__Tarefa a cumprir__.
Repita, sem qualquer alteração, a parte do artigo sobre o Palácio da Paz que se inicia com as palavras "Explicou-me o guia" e se encerra com "nações ditas civilizadas.".

__Artigo__.
□ □ □ □

Explicou-me o guia que atentasse para as mãos e o tórax da estátua. Aí, notei algo ligeiramente estranho, uma espécie de falta de sintonia entre mãos e o conjunto da obra. Pareciam mãos grandes, de homem, em um corpo que sugeria mais u’a mulher forte. Aí o guia me explicou que a peça de arte, de modo proposital, mesclara caracteres masculinos e femininos. Simbolizava a fusão dos gêneros, homem e mulher na construção da harmonia universal. O escultor, por livre iniciativa — ou a pedido de quem lhe encomendara a estátua —, fizera uma estátua hermafrodita. Daí as mãos fortes e o peito um tanto cheio demais. Note-se que a estátua foi esculpida na primeira metade do século passado, quando as mulheres ainda não tinham direitos iguais em todas as nações ditas civilizadas.

O sufrágio feminino foi conquistado a duras penas, daí a pertinência, para a época, do hermafroditismo simbólico. Observo, incidentemente, que a mulher, por instinto natural e invencível de proteção da prole, é geralmente inimiga de guerras e outras carnificinas. Se todos os países fossem governados por mulheres certamente teria sido muito menor o número de conflitos armados. A mulher não aceita que seu filho, neto ou sobrinho, vá morrer sangrando numa trincheira; ou queimado vivo dentro de tanque ou aeronave em chamas. Já o homem maduro, empolgado pela vaidade belicosa — e confortavelmente distante dos campos de batalha... — aprova a participação da rapaziada nas guerras, principalmente quando presume que o país dele vai ganhá-la.

À medida que percorríamos as dependências do Palácio da Paz o guia nos mostrava vasos, pisos, bancos, quadros, estátuas e outras contribuições, cada detalhe dádiva de um país membro das Nações Unidas. Um banco de madeira, se não me engano feito de pau-brasil, fora nossa contribuição.

Graças à apresentação de Francisco Rezek consegui facilmente uma entrevista com a então presidente da Corte, a juíza Rosalyn Higgins que, com imensa cordialidade, inteligência — e paciência com meu inglês verbal gaguejante —, respondeu às minhas indagações. Note-se que, nas perguntas lidas, fui bastante incisivo, até mesmo indiscreto, na crítica implícita do ponto fraco — institucional, não pessoal — do Tribunal Internacional de Justiça: a possibilidade de o país, vencido na demanda, não cumprir a decisão do tribunal, o que implica na transferência do problema para o Conselho de Segurança das Nações Unidas. E todo sabem que, no Conselho, basta o veto de um dos cinco membros permanentes para impedir medidas mais enérgicas contra o país que não cumpriu a decisão judicial. Um outro ponto fraco, também institucional — contra o qual nada podem fazer seus juízes, atados que são ao estatuto da Corte Internacional —, está no fato de os processos dependerem do consenso, isto é, um país só será julgado se concordar com isso. Por outras palavras, ainda existe, na ordem internacional o direito de “recusa de jurisdição”, algo superado ha muitas décadas no direito interno de todos os países civilizados. É evidente que o país que sabe estar errado não irá aceitar o julgamento de seus atos. E contra esse absurdo os juízes da CIJ nada podem fazer. Esse detalhe retrógrado decorre da invencível desconfiança mútua entre os povos, algo que precisa ser melhorado, mas com exemplos, não meras palavras.

□ □ □ □

__Registros armazenados__.
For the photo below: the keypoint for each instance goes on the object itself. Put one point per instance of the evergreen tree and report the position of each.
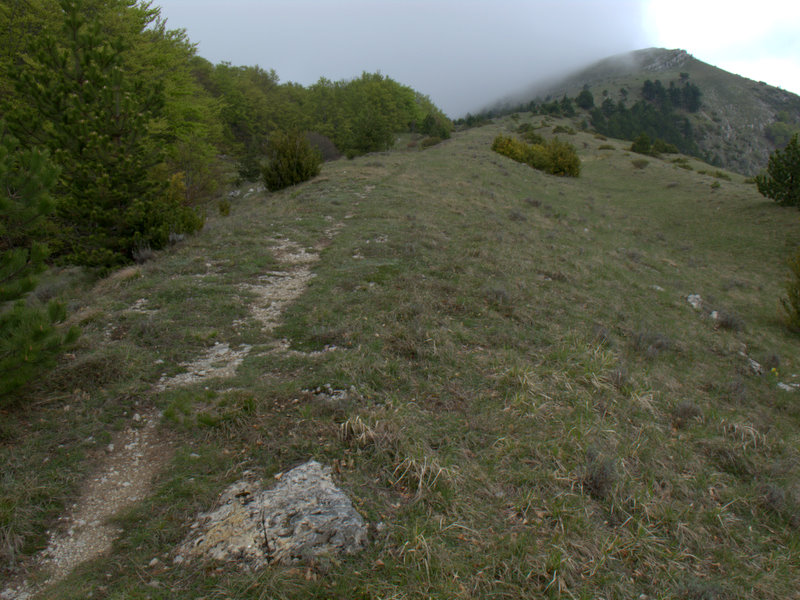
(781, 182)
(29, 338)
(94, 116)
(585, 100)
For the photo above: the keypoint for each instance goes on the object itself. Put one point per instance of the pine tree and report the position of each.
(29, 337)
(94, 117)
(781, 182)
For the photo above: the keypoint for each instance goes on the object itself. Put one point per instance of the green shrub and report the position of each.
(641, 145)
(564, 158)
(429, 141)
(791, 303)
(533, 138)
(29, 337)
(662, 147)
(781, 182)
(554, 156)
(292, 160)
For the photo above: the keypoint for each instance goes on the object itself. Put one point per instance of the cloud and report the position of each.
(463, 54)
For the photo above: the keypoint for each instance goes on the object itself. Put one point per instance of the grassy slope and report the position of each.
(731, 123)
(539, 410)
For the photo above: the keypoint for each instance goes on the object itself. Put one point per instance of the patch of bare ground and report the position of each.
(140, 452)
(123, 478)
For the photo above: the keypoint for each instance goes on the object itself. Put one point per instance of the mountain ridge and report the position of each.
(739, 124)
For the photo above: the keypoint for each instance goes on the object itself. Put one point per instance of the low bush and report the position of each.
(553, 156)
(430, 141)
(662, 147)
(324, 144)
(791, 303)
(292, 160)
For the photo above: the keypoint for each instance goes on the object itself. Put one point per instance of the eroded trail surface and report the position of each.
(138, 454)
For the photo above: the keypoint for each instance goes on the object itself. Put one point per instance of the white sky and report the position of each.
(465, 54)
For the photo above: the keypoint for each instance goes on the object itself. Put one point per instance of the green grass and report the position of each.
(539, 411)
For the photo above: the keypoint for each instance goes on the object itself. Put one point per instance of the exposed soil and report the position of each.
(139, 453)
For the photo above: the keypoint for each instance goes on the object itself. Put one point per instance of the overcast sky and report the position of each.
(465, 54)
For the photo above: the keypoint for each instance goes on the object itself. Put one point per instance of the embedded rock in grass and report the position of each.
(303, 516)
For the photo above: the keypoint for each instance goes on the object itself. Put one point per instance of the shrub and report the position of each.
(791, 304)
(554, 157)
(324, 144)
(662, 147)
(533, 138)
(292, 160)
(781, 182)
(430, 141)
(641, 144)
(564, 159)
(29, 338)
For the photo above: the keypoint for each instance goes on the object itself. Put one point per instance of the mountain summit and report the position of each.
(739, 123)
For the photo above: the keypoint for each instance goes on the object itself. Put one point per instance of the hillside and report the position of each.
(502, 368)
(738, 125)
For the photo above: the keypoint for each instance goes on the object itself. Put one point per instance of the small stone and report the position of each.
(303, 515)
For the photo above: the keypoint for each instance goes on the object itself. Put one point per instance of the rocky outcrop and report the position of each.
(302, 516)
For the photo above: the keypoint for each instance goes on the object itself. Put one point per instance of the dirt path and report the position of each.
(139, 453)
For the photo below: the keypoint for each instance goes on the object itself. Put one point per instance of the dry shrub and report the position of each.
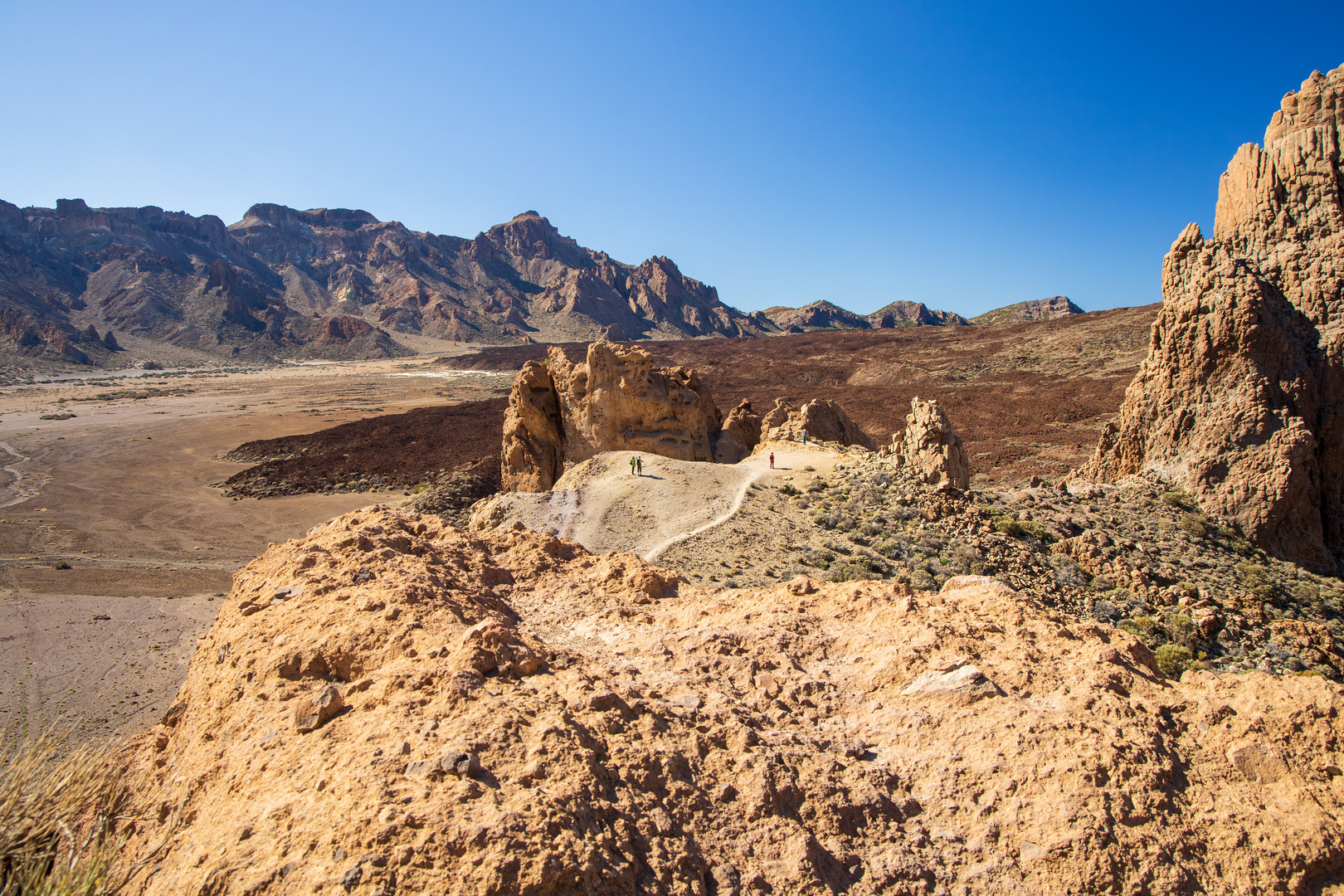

□ □ □ □

__Resposta completa__.
Explicou-me o guia que atentasse para as mãos e o tórax da estátua. Aí, notei algo ligeiramente estranho, uma espécie de falta de sintonia entre mãos e o conjunto da obra. Pareciam mãos grandes, de homem, em um corpo que sugeria mais u’a mulher forte. Aí o guia me explicou que a peça de arte, de modo proposital, mesclara caracteres masculinos e femininos. Simbolizava a fusão dos gêneros, homem e mulher na construção da harmonia universal. O escultor, por livre iniciativa — ou a pedido de quem lhe encomendara a estátua —, fizera uma estátua hermafrodita. Daí as mãos fortes e o peito um tanto cheio demais. Note-se que a estátua foi esculpida na primeira metade do século passado, quando as mulheres ainda não tinham direitos iguais em todas as nações ditas civilizadas.